| SOAL LATIHAN |
**1.** Ringkaslah paragraf kutipan bacaan yang diawali "Ingat engga, dulu Minoxidil" menjadi daftar poin singkat yang tetap memuat fakta-fakta pokoknya.
**2.** Tuliskan semua kalimat dalam kutipan bacaan yang memuat kata "Minoxidil".
**3.** Salin ulang kata demi kata seluruh isi kutipan bacaan, mulai dari "Ingat engga, dulu" terus ke bawah hingga "sendiri kayak gitu.".

Ingat engga, dulu Minoxidil dipakai mengobati tekanan darah tinggi? Memang sih khasiatnya tidak pas, tapi lumayan lah. Sekarang Minoxidil malah dipakai menumbuhkan rambut pengidap kebotakan, dengan cara dioles di kulit kepala. Waktu itu ada yang melihat seorang pasien rutin meminum Minoxidil terus sadar, "Wah rambutnya jadi tambah tebal ya." Ini kan sebetulnya hanya observasi cerdas yang ada unsur untung-untungan saja.
Di buku Anda, ada cerita tentang dokter Skotlandia yang mencoba menghirup berbagai macam zat hanya karena penasaran pada efeknya.
Dan hasilnya sukses! Dia menemukan kloroform (materi pemisah zat tak larut dalam air-red).
Banyak orang meninggal juga gara-gara bereksperimen sendiri kayak gitu.

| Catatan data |
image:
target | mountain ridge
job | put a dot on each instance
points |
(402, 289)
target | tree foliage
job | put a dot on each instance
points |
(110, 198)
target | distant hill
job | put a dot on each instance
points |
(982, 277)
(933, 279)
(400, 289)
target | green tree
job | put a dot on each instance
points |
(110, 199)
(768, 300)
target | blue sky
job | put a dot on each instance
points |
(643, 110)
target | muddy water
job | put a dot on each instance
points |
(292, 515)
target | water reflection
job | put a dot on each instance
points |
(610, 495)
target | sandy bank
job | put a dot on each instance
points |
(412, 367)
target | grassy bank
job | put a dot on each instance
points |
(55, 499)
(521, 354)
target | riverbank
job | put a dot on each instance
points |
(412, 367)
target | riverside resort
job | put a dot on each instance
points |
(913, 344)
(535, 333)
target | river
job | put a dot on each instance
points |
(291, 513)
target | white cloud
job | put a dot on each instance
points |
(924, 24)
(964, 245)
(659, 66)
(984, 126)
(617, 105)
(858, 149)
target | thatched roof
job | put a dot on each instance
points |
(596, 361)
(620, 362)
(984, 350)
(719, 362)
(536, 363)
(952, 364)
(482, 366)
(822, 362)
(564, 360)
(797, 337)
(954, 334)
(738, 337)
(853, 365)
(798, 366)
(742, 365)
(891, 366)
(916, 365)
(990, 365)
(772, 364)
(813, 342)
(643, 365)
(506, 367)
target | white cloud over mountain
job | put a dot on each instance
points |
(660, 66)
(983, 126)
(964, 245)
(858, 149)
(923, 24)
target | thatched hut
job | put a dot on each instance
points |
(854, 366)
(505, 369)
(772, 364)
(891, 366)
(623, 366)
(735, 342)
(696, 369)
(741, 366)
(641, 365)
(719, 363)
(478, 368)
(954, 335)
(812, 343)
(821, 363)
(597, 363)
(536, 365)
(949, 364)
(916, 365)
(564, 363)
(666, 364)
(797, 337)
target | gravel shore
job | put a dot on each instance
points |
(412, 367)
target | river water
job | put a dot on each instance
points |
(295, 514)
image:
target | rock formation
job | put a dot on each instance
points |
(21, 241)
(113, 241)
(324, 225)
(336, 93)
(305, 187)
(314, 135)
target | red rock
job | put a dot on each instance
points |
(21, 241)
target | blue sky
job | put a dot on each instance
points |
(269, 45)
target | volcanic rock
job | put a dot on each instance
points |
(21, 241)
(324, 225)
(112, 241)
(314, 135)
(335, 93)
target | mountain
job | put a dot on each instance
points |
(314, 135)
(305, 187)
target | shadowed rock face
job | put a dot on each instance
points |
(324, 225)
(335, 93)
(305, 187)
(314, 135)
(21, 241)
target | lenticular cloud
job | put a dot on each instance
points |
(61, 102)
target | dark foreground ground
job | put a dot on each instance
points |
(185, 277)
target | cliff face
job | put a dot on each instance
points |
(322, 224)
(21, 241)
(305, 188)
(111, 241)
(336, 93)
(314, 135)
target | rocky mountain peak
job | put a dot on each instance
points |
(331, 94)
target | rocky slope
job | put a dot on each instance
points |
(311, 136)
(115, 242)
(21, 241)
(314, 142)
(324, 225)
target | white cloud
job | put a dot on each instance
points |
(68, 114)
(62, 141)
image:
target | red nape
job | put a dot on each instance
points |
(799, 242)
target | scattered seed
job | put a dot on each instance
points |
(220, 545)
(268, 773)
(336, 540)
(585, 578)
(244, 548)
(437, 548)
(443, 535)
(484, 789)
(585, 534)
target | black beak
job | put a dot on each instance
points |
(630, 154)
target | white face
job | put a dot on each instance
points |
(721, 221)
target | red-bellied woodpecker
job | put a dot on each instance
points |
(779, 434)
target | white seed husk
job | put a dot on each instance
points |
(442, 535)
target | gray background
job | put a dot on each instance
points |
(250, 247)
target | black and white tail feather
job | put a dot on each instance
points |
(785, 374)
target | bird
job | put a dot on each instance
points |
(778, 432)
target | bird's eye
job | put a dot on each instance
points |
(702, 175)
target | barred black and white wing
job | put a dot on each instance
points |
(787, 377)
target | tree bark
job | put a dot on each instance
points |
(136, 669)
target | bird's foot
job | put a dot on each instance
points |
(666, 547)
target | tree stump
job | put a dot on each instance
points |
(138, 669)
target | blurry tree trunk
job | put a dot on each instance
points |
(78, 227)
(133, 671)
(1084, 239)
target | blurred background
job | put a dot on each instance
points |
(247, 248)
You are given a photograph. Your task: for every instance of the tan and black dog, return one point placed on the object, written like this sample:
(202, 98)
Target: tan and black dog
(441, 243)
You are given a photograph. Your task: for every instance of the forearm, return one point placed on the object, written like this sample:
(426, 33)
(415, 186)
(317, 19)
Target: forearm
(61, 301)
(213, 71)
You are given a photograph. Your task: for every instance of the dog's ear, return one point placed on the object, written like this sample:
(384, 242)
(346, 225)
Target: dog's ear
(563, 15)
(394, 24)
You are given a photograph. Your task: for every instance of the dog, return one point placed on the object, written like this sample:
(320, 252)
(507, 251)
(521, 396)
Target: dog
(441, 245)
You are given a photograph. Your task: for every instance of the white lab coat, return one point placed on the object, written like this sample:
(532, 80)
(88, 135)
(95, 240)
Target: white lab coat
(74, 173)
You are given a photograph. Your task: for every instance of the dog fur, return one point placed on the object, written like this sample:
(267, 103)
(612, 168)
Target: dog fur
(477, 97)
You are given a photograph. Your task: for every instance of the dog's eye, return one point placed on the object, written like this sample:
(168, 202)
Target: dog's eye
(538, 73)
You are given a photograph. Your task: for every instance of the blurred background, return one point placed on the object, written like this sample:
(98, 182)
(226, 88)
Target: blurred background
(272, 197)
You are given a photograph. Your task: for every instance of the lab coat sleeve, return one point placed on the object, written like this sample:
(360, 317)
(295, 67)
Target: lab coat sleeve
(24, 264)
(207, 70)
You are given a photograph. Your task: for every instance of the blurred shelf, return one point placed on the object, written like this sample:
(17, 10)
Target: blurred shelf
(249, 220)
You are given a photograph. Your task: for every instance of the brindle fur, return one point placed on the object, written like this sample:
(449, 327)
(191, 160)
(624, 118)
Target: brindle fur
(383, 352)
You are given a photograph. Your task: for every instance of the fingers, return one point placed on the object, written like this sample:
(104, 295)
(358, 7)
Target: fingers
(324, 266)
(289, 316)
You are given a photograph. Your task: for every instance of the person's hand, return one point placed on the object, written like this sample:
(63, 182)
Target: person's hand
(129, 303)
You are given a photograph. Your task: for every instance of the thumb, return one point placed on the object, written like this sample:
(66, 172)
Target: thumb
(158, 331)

| JAWABAN BERNOMOR |
**1.**
- Minoxidil dulu dipakai untuk mengobati tekanan darah tinggi, meski khasiatnya kurang pas.
- Kini Minoxidil dioleskan di kulit kepala untuk menumbuhkan rambut pengidap kebotakan.
- Khasiat ini diketahui ketika seseorang melihat rambut seorang pasien yang rutin meminum Minoxidil menjadi lebih tebal.
- Penemuan itu sebetulnya observasi cerdas yang mengandung unsur untung-untungan.

**2.**
1. Ingat engga, dulu Minoxidil dipakai mengobati tekanan darah tinggi?
2. Sekarang Minoxidil malah dipakai menumbuhkan rambut pengidap kebotakan, dengan cara dioles di kulit kepala.
3. Waktu itu ada yang melihat seorang pasien rutin meminum Minoxidil terus sadar, "Wah rambutnya jadi tambah tebal ya."

**3.**
Ingat engga, dulu Minoxidil dipakai mengobati tekanan darah tinggi? Memang sih khasiatnya tidak pas, tapi lumayan lah. Sekarang Minoxidil malah dipakai menumbuhkan rambut pengidap kebotakan, dengan cara dioles di kulit kepala. Waktu itu ada yang melihat seorang pasien rutin meminum Minoxidil terus sadar, "Wah rambutnya jadi tambah tebal ya." Ini kan sebetulnya hanya observasi cerdas yang ada unsur untung-untungan saja.
Di buku Anda, ada cerita tentang dokter Skotlandia yang mencoba menghirup berbagai macam zat hanya karena penasaran pada efeknya.
Dan hasilnya sukses! Dia menemukan kloroform (materi pemisah zat tak larut dalam air-red).
Banyak orang meninggal juga gara-gara bereksperimen sendiri kayak gitu.